- **SET TASK**
Reproduce every line of the records below word for word, but leave out the pictures.
....
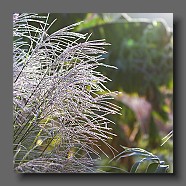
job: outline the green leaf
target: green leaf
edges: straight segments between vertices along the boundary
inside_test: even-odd
[[[140,161],[136,162],[136,163],[132,166],[132,168],[131,168],[131,170],[130,170],[130,173],[136,173],[138,167],[140,166],[140,164],[141,164]]]

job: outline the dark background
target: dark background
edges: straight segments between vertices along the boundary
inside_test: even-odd
[[[184,185],[185,30],[179,1],[6,1],[1,5],[1,181],[6,185]],[[174,13],[174,175],[17,175],[12,165],[12,13],[13,12],[170,12]],[[6,81],[5,81],[6,80]],[[156,178],[156,176],[158,178]]]

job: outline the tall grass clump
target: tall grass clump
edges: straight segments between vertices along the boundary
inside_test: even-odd
[[[97,71],[104,40],[73,32],[80,23],[48,34],[48,16],[13,14],[13,162],[21,173],[96,172],[104,153],[114,153],[107,115],[107,77]],[[98,144],[99,141],[99,144]],[[107,154],[105,154],[107,156]]]

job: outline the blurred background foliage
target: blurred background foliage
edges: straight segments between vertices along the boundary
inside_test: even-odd
[[[173,129],[172,29],[163,19],[133,19],[126,13],[52,13],[48,22],[56,18],[49,33],[84,21],[74,31],[92,33],[90,40],[106,39],[111,44],[106,47],[108,53],[102,56],[103,62],[118,70],[99,69],[112,80],[107,87],[121,92],[115,102],[122,107],[122,115],[112,116],[117,137],[110,144],[118,152],[122,151],[120,145],[148,150],[173,172],[172,139],[161,146],[162,138]],[[112,158],[109,149],[103,149]],[[128,171],[135,161],[127,157],[111,164]],[[103,156],[99,166],[107,164]]]

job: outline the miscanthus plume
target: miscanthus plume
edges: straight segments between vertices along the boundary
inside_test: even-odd
[[[14,169],[23,173],[96,172],[100,142],[114,153],[107,115],[119,113],[111,103],[109,81],[97,71],[104,40],[73,32],[52,34],[48,16],[13,15]],[[98,144],[99,142],[99,144]],[[107,156],[107,154],[105,154]]]

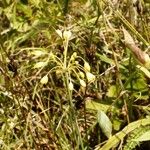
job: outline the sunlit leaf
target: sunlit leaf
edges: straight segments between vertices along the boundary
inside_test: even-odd
[[[139,138],[134,139],[134,141],[142,142],[142,141],[150,141],[150,130],[143,133]]]
[[[145,67],[140,65],[137,65],[136,67],[139,68],[148,78],[150,78],[150,72]]]
[[[107,136],[107,138],[111,137],[112,135],[112,123],[107,115],[103,111],[97,112],[97,120],[99,126],[102,129],[102,132]]]

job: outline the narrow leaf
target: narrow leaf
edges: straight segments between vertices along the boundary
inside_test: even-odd
[[[102,132],[107,136],[107,138],[111,137],[112,133],[112,123],[107,115],[103,111],[98,111],[97,120],[99,126],[102,129]]]
[[[150,130],[142,134],[139,138],[134,139],[134,141],[138,141],[138,142],[150,141]]]

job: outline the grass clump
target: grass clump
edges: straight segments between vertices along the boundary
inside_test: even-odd
[[[1,149],[149,148],[148,1],[0,5]]]

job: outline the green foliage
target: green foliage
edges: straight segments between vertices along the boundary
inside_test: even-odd
[[[0,6],[0,149],[118,150],[149,140],[148,1]]]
....
- **THE REPLY**
job: outline the green leaf
target: green leaf
edges: straight segments between vertices along the boundary
inside_test: even-odd
[[[140,161],[136,162],[136,163],[132,166],[132,168],[131,168],[131,170],[130,170],[130,173],[136,173],[138,167],[140,166],[140,164],[141,164]]]

job: outline the dark background
target: dark background
edges: straight segments between vertices along the boundary
inside_test: even-odd
[[[184,185],[185,30],[179,1],[6,1],[1,5],[1,181],[6,185]],[[174,13],[174,175],[17,175],[12,165],[12,13],[13,12],[170,12]],[[6,81],[5,81],[6,80]],[[156,178],[156,176],[158,178]]]

job: outline the tall grass clump
target: tall grass clump
edges: straight segments between vertices along the boundary
inside_test: even-odd
[[[97,71],[104,40],[73,32],[80,23],[48,34],[48,16],[13,14],[13,162],[21,173],[96,172],[104,153],[114,153],[107,115],[107,77]],[[98,144],[99,141],[99,144]],[[107,154],[105,154],[107,156]]]

job: outline the blurred background foliage
target: blurred background foliage
edges: straight segments between vertices along the boundary
inside_test: even-odd
[[[173,129],[172,29],[163,19],[133,19],[126,13],[52,13],[48,22],[56,18],[49,33],[84,21],[74,31],[92,33],[90,40],[106,39],[111,44],[106,47],[108,53],[102,56],[103,62],[118,70],[99,69],[112,80],[107,87],[121,92],[115,102],[122,107],[122,115],[112,116],[117,137],[110,144],[118,152],[122,151],[120,145],[148,150],[173,172],[172,139],[161,146],[162,138]],[[112,158],[109,149],[103,149]],[[128,171],[135,161],[127,157],[111,164]],[[103,156],[99,166],[107,164]]]

job: outline the miscanthus plume
target: miscanthus plume
edges: straight segments between vertices along the boundary
inside_test: even-odd
[[[14,169],[23,173],[96,172],[100,142],[114,153],[107,115],[119,113],[111,103],[109,81],[97,71],[104,40],[73,32],[52,34],[48,16],[13,15]],[[98,144],[99,142],[99,144]],[[107,156],[107,154],[105,154]]]

job: outline the sunlit leaf
target: sunlit leaf
edges: straight segments between vertices along the boundary
inside_test: even-odd
[[[139,138],[134,139],[134,141],[142,142],[142,141],[150,141],[150,130],[143,133]]]
[[[145,67],[140,65],[137,65],[136,67],[139,68],[148,78],[150,78],[150,72]]]
[[[107,136],[107,138],[111,137],[112,135],[112,123],[107,115],[103,111],[97,112],[97,120],[99,126],[102,129],[102,132]]]

job: outline the narrow leaf
target: narrow leaf
edges: straight segments between vertices along the boundary
inside_test: even-odd
[[[102,132],[107,136],[107,138],[111,137],[112,133],[112,123],[107,115],[103,111],[98,111],[97,120],[99,126],[102,129]]]
[[[150,130],[142,134],[139,138],[134,139],[134,141],[138,141],[138,142],[150,141]]]

job: outline the grass clump
target: grass clump
edges: straight segments between vertices along the boundary
inside_test: even-odd
[[[1,149],[149,148],[148,1],[0,5]]]

job: outline the green foliage
target: green foliage
edges: straight segments between vertices along the boundary
inside_test: even-odd
[[[0,6],[0,149],[118,150],[149,140],[148,1]]]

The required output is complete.